● PAGE EXCERPT
Just this summer, for the first time since that auction back in 2006, another first edition of Pearce’s Text-Book (both volumes) appeared on eBay. I bought it, which means I now have a spare set to sell or exchange on to a worthy destination in due course. Since I was discussing the work with Robert Hand last month and he expressed great interest, I might offer it to him first, but should he decline, it would be open to any worthy destinee among the general membership of Skyscript.

It seems highly likely that a print-on-demand reprint of the first edition will eventually appear. But until then, the original printings from 1879 and 1889 are the only source. Incidentally, I noticed in an issue of ‘Coming Events’ from 1899 that both volumes of the first edition were already then described as ‘very scarce’.

Personally I believe a worthy project could be the preparation of a critical edition of Pearce’s Text-Book, centered on the full first edition, but with all the additional material added for the second edition also included, and the losses highlighted.

My abiding impression from the details I’ve given in my first post in this strand is that the main reasons for the cuts in the second edition were publisher-driven by a directive to compress what had been an extensive two-volume work into a single volume. Every part of the original Volume II was radically reduced for the second edition, with astro-meteorology and mundane, both subjects dear to Pearce, taking very savage cuts, while poor old horary was completely eliminated. At least, as Pearce acknowledges, it survived in the second edition of the Science of the Stars. I think that one way of looking at his statement would be simply that it was a rather contrived excuse for the publisher-directive-driven decision to cut horary out of the second edition. Faced with a choice between eliminating horary or making still deeper cuts to the other parts of the volume, he probably thought it was the lesser of various evils!

● Natural language region descriptions
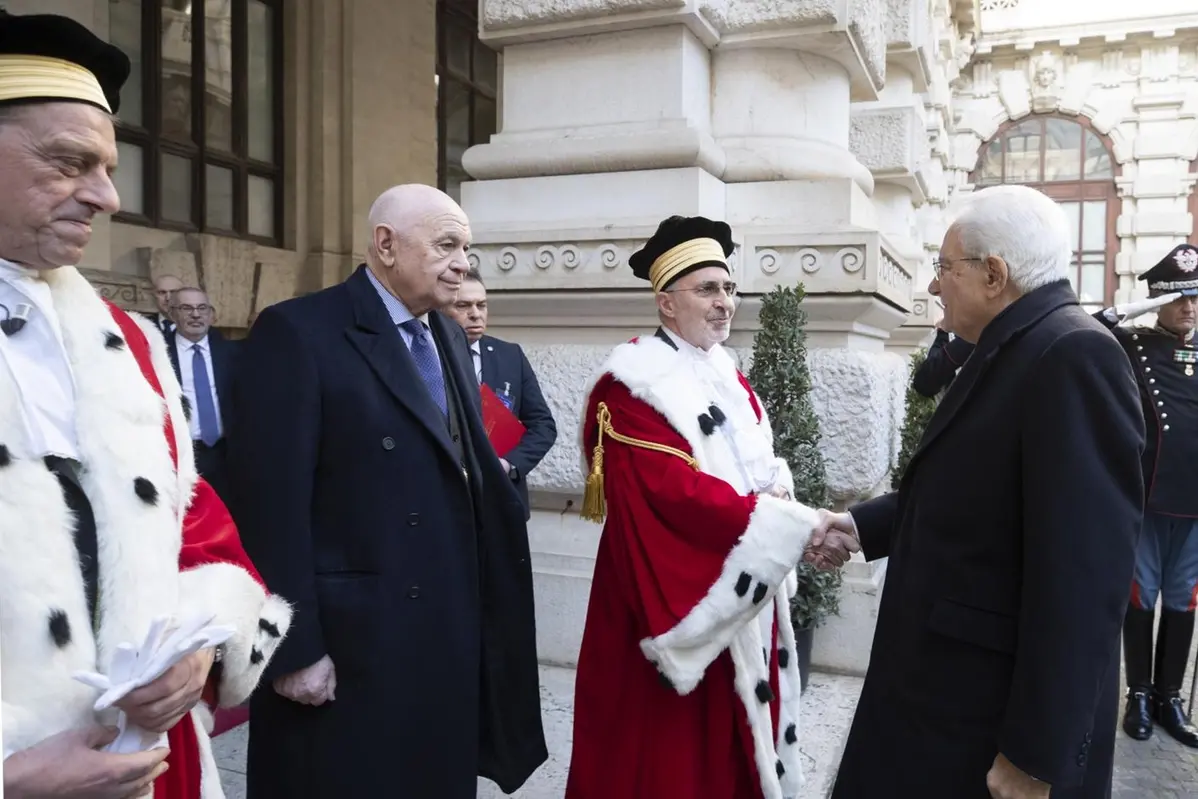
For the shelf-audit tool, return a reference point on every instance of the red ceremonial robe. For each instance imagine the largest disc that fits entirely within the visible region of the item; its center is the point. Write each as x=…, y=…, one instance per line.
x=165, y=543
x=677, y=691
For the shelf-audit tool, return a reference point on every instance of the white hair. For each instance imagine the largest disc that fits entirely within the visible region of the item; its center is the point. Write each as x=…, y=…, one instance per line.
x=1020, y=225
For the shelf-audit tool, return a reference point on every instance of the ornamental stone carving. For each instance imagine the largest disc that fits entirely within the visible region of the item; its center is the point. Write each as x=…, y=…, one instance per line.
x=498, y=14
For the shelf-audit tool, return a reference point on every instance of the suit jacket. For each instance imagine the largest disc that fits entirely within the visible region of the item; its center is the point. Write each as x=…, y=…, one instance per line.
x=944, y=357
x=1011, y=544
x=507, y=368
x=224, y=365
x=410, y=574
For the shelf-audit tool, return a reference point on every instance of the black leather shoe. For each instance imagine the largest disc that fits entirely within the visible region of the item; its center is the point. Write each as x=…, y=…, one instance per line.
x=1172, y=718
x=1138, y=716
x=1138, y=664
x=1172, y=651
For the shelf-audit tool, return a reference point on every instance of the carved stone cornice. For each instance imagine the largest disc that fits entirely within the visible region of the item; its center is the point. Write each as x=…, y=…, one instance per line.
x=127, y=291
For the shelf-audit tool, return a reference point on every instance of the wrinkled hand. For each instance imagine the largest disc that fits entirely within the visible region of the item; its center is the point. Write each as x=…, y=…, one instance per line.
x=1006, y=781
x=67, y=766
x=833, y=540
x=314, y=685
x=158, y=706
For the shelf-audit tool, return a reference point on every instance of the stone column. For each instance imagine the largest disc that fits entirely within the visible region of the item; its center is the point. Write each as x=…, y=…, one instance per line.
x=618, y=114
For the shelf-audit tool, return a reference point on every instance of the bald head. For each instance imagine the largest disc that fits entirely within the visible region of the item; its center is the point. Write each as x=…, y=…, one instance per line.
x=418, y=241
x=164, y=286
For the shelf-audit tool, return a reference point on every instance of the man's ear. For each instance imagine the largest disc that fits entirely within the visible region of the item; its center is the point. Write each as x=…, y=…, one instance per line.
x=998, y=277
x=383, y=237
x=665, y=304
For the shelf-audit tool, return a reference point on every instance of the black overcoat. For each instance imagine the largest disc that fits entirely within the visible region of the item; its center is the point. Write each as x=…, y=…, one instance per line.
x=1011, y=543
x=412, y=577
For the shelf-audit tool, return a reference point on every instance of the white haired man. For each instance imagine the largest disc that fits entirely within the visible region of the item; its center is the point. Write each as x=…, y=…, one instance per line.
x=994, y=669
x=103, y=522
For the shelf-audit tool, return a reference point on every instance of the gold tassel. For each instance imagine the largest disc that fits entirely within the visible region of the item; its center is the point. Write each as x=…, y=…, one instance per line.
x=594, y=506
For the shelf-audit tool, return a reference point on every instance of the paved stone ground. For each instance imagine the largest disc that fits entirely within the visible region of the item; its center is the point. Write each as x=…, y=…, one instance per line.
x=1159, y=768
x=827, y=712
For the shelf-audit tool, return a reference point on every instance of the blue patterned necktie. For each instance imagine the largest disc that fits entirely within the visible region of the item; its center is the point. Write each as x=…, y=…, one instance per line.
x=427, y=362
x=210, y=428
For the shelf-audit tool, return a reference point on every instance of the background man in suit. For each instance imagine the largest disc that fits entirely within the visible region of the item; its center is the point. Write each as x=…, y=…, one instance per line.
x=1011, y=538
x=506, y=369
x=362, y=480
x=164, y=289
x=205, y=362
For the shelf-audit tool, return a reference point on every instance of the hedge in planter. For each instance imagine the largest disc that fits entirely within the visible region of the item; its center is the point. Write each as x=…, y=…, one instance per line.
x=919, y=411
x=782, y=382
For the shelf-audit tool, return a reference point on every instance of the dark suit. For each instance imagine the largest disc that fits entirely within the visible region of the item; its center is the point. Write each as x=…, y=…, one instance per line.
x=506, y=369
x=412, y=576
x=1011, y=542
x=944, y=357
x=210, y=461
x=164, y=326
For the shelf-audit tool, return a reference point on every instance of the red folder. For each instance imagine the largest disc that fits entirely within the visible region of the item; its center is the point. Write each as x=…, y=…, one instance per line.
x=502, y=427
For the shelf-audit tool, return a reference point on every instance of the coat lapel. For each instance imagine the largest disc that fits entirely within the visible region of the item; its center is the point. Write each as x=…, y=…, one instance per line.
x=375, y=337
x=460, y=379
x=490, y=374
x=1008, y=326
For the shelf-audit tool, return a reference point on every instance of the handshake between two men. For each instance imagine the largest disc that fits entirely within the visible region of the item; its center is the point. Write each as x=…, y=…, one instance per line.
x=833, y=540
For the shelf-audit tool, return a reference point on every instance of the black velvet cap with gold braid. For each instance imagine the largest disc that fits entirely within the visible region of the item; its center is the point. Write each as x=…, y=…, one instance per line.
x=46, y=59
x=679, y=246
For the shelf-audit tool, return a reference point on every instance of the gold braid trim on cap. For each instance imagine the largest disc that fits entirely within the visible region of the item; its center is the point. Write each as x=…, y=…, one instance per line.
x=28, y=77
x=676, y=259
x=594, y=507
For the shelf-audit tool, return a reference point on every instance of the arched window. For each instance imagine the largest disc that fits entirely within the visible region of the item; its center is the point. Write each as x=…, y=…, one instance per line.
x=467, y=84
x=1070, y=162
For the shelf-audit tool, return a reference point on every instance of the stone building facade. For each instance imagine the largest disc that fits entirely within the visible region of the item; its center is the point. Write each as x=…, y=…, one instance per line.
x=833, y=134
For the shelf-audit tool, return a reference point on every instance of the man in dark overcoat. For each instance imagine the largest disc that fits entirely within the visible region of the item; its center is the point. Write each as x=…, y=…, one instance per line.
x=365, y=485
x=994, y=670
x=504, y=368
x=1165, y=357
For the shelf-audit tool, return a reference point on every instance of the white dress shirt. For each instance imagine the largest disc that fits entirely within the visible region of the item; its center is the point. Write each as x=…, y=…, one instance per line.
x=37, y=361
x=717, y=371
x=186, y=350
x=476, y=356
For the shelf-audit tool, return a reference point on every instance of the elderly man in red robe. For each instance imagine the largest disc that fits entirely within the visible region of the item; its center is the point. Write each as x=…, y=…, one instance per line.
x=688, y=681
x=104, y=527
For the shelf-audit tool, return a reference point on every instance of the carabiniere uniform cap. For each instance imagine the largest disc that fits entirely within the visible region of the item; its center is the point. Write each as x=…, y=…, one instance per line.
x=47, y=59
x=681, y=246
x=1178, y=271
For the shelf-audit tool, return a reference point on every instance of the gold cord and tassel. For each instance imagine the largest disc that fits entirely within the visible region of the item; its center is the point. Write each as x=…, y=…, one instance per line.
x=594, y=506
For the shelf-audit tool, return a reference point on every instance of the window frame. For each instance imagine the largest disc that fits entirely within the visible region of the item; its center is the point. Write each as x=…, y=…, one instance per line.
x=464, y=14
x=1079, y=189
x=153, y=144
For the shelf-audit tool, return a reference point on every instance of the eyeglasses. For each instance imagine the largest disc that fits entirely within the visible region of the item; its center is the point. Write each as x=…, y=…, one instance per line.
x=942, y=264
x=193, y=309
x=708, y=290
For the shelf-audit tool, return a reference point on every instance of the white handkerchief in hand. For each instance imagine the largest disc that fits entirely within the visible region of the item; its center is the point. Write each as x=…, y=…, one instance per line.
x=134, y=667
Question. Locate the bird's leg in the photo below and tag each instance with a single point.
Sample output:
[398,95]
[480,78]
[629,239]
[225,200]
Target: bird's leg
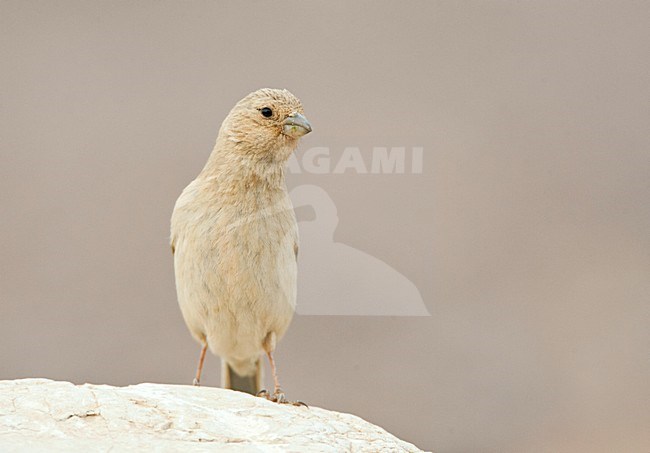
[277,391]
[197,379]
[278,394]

● WORK TO BE COMPLETED
From the passage on Pearce's Text-Book, quote the portion that begins with "It seems highly" and stops after "as ‘very scarce’.".

● RESPONSE BOX
It seems highly likely that a print-on-demand reprint of the first edition will eventually appear. But until then, the original printings from 1879 and 1889 are the only source. Incidentally, I noticed in an issue of ‘Coming Events’ from 1899 that both volumes of the first edition were already then described as ‘very scarce’.